Stored data entries:
::::

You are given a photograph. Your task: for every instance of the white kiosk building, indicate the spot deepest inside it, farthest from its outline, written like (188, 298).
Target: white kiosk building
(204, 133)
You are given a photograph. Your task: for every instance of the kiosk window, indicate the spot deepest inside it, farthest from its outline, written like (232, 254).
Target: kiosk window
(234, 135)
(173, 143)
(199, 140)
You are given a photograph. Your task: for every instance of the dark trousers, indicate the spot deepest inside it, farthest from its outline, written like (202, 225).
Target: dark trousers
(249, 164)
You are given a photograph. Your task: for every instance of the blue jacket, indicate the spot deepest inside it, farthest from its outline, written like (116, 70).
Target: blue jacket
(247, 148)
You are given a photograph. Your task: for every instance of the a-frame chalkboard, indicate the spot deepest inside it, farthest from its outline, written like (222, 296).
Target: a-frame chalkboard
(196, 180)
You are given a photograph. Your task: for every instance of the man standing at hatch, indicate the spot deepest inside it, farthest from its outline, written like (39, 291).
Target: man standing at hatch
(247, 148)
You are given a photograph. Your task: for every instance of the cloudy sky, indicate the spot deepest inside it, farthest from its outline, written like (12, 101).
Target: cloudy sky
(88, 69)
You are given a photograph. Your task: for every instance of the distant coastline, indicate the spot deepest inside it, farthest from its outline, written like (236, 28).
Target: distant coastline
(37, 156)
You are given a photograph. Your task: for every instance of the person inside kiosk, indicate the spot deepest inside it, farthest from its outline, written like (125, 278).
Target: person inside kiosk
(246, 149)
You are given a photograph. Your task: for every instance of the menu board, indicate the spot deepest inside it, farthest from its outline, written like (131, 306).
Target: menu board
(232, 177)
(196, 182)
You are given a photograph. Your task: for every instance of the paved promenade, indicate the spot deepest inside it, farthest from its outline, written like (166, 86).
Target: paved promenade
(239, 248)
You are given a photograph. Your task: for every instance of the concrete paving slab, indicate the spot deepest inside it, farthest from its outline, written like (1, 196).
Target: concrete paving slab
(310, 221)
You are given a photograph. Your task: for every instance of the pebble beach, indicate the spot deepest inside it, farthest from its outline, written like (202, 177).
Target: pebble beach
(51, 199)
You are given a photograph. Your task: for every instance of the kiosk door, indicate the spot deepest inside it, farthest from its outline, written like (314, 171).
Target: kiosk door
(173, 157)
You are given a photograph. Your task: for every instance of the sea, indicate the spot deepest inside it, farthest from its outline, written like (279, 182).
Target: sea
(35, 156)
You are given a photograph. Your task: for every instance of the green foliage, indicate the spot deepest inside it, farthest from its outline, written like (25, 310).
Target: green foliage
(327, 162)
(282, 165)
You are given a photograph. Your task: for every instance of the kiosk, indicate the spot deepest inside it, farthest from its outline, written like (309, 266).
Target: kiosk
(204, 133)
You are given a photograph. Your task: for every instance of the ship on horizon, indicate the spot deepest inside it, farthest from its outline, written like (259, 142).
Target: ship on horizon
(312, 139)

::::

▸ Work to be completed:
Please reproduce, exactly as written, the lines of the records from the first line through the one containing "like (202, 225).".

▸ Response area:
You are given a photograph. Your task: for every instance of the white kiosk building, indicate the spot deepest inside it, farthest from its outline, written like (188, 298).
Target: white kiosk building
(204, 133)
You are given a photograph. Your task: for every instance of the kiosk window, indicate the spot deepest inside it, farthest from its outline, written like (232, 254).
Target: kiosk window
(234, 135)
(173, 143)
(199, 140)
You are given a photograph. Your task: for every instance of the dark trousers, indicate the spot deepest inside it, farthest from its outline, written like (202, 225).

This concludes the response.